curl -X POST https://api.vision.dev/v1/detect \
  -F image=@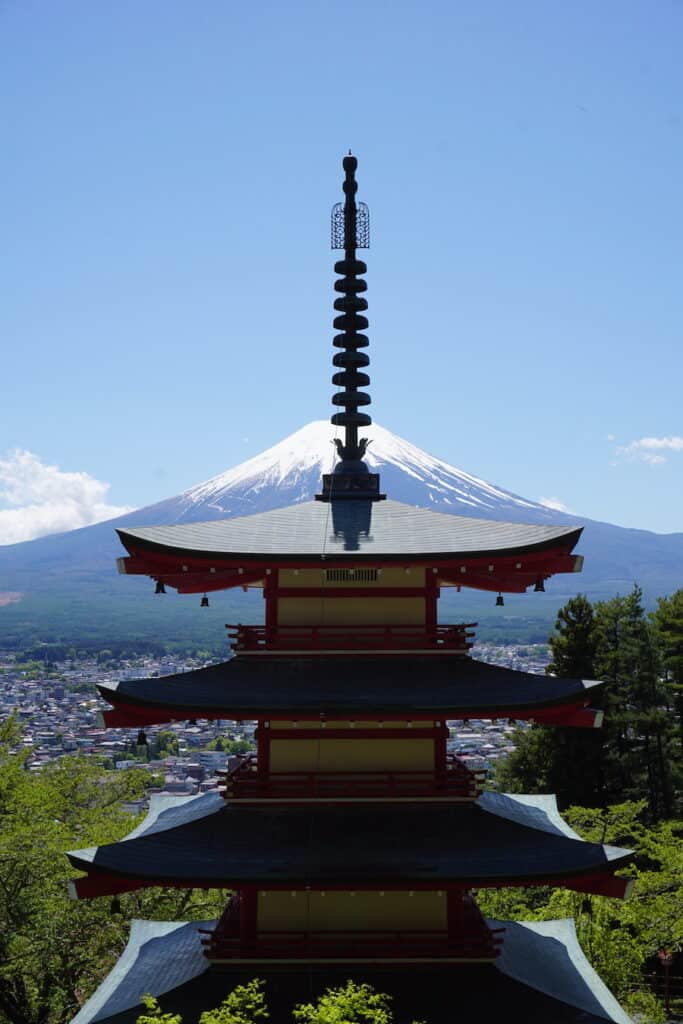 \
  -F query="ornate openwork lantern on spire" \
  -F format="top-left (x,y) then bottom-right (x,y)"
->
top-left (315, 152), bottom-right (386, 502)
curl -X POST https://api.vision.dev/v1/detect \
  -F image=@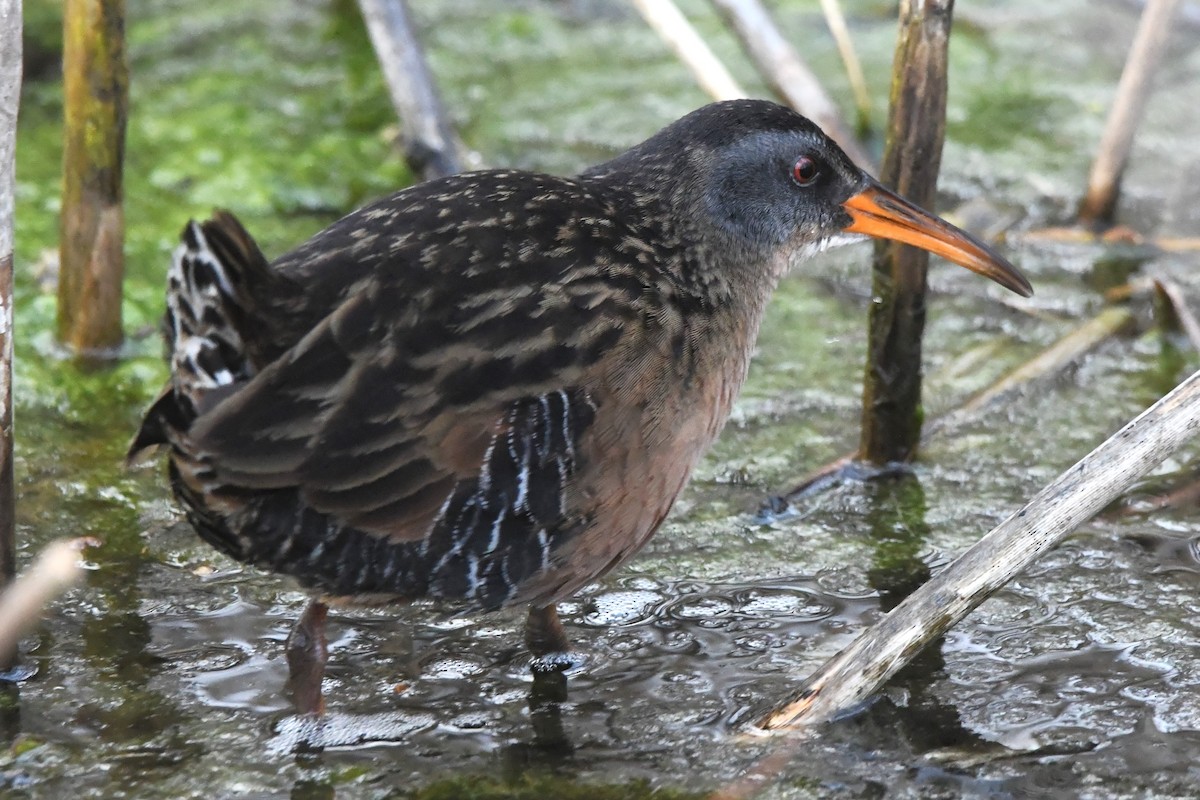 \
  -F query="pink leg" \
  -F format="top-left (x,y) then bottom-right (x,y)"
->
top-left (287, 600), bottom-right (329, 714)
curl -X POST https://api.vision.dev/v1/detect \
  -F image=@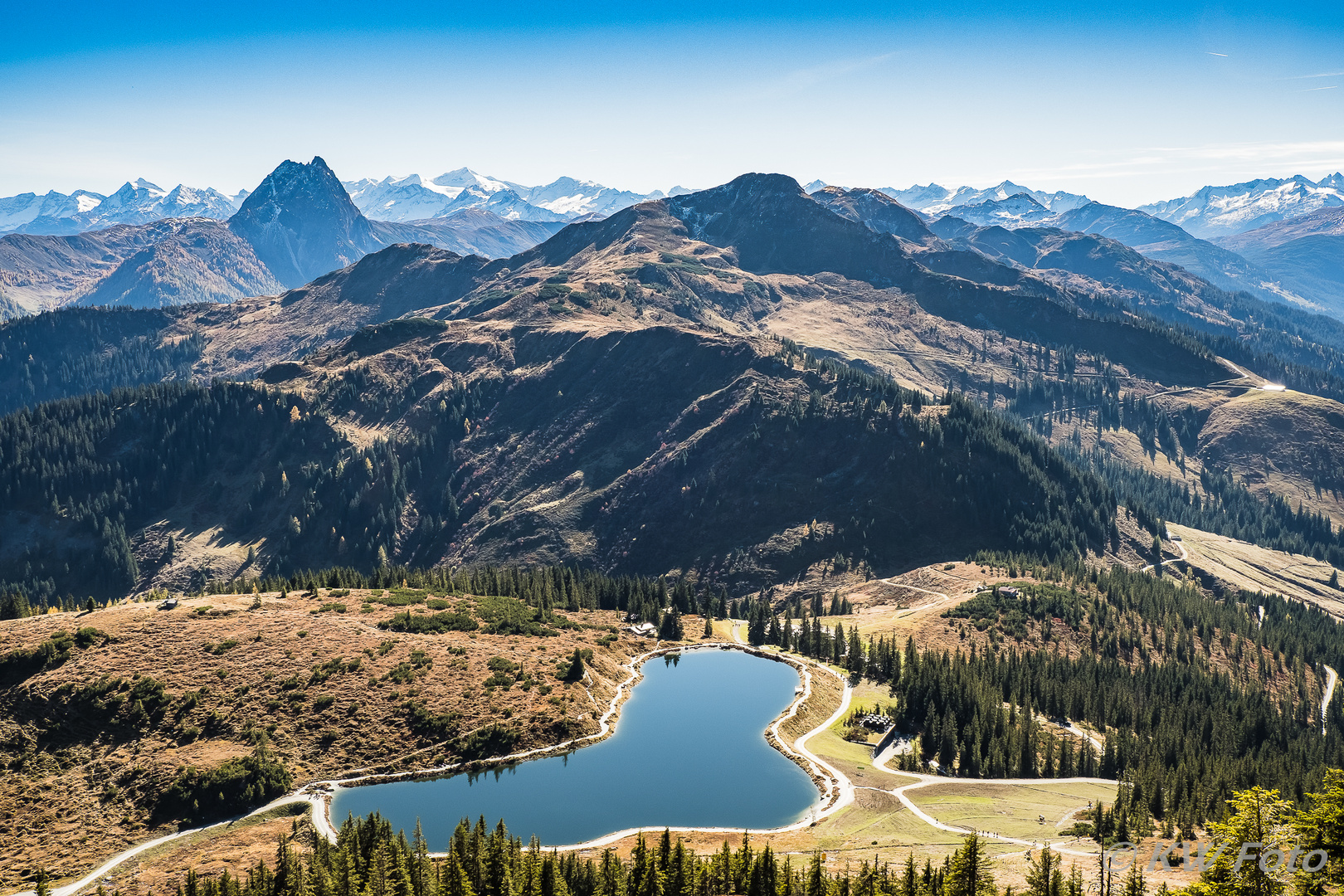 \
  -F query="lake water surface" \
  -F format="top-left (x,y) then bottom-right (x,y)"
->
top-left (331, 650), bottom-right (820, 850)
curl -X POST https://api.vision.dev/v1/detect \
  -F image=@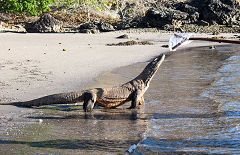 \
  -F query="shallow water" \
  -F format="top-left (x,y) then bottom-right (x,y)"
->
top-left (135, 46), bottom-right (240, 154)
top-left (0, 46), bottom-right (240, 154)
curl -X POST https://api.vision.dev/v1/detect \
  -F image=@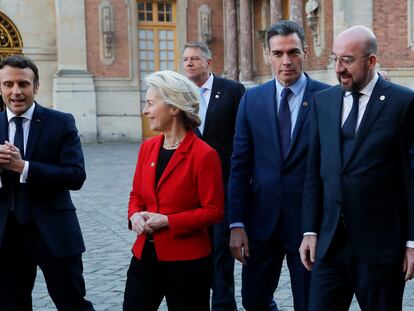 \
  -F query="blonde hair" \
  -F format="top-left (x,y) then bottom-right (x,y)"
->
top-left (145, 70), bottom-right (201, 128)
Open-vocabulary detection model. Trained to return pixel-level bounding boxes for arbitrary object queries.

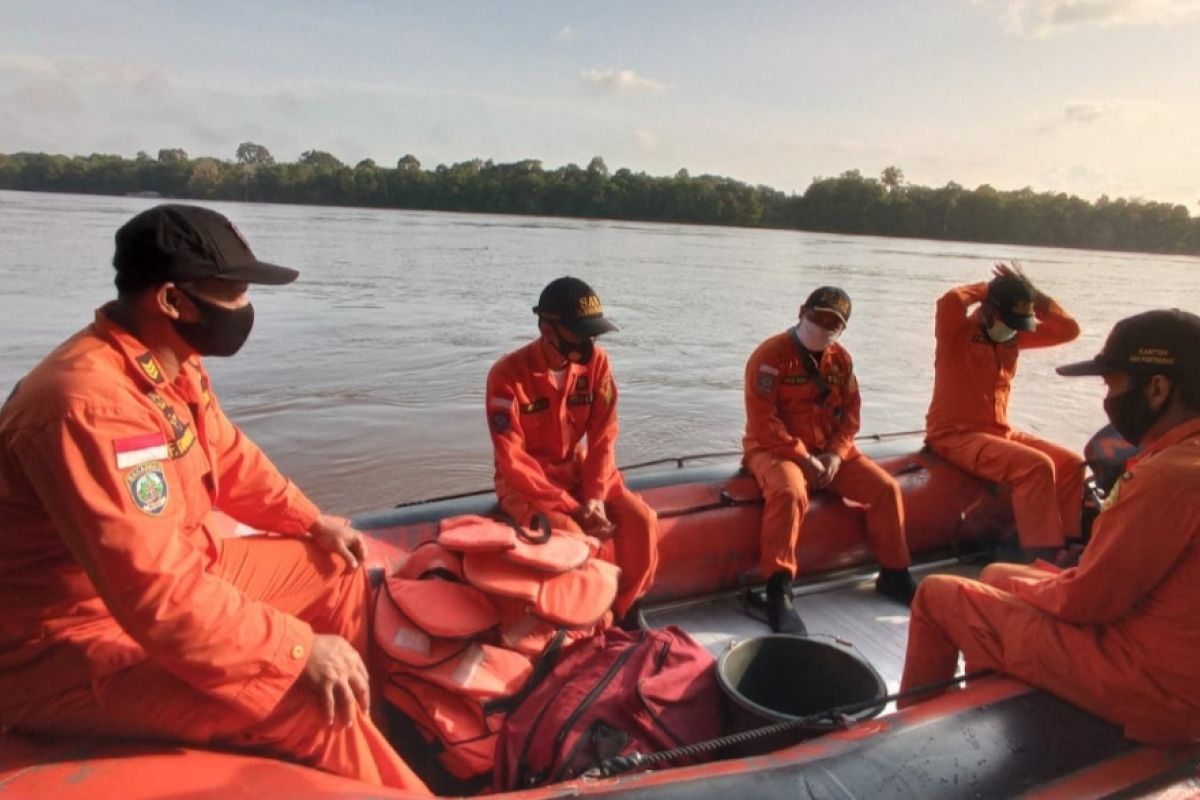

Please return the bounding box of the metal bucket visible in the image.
[716,634,887,733]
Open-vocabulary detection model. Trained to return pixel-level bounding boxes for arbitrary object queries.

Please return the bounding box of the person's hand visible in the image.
[301,633,371,726]
[991,261,1028,282]
[578,500,617,540]
[308,513,367,572]
[798,453,824,486]
[815,453,841,489]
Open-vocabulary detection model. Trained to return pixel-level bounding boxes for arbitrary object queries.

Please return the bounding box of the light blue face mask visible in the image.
[988,319,1016,344]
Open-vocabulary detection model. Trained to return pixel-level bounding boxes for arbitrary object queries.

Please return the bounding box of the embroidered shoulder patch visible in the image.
[755,363,779,395]
[125,461,167,516]
[133,350,163,384]
[521,397,550,414]
[113,433,170,469]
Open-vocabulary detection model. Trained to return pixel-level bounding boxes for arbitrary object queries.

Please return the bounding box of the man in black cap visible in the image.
[900,309,1200,745]
[925,264,1084,559]
[742,287,917,633]
[486,277,659,630]
[0,205,425,792]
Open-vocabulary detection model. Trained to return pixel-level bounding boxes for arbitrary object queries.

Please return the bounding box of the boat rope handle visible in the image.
[581,669,992,780]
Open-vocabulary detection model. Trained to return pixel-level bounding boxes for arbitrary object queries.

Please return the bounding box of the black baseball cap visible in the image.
[804,287,850,325]
[533,276,619,336]
[1055,308,1200,380]
[113,203,300,287]
[988,275,1038,331]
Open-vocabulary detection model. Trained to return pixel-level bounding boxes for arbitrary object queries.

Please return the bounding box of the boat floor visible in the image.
[646,559,980,693]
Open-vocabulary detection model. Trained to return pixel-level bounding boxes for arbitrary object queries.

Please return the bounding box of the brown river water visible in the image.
[7,192,1200,513]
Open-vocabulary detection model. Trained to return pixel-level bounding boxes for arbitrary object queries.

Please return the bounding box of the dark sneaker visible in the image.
[875,570,917,606]
[767,572,809,636]
[617,601,650,633]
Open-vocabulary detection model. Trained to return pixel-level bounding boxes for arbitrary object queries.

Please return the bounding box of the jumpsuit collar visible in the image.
[95,303,199,390]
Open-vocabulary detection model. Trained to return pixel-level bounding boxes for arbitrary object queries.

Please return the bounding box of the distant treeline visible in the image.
[0,142,1200,253]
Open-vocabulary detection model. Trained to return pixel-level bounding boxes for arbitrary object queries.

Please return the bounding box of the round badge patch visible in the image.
[125,461,167,515]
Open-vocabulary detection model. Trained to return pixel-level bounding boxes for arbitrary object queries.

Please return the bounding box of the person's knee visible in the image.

Task description:
Please identify every line in the listing above that contains the word "boat", and copy each of those lines in full.

Output below:
Please return the bounding box of the boat rope handle visible in the image.
Please return the bounding box of the boat floor visible in the image.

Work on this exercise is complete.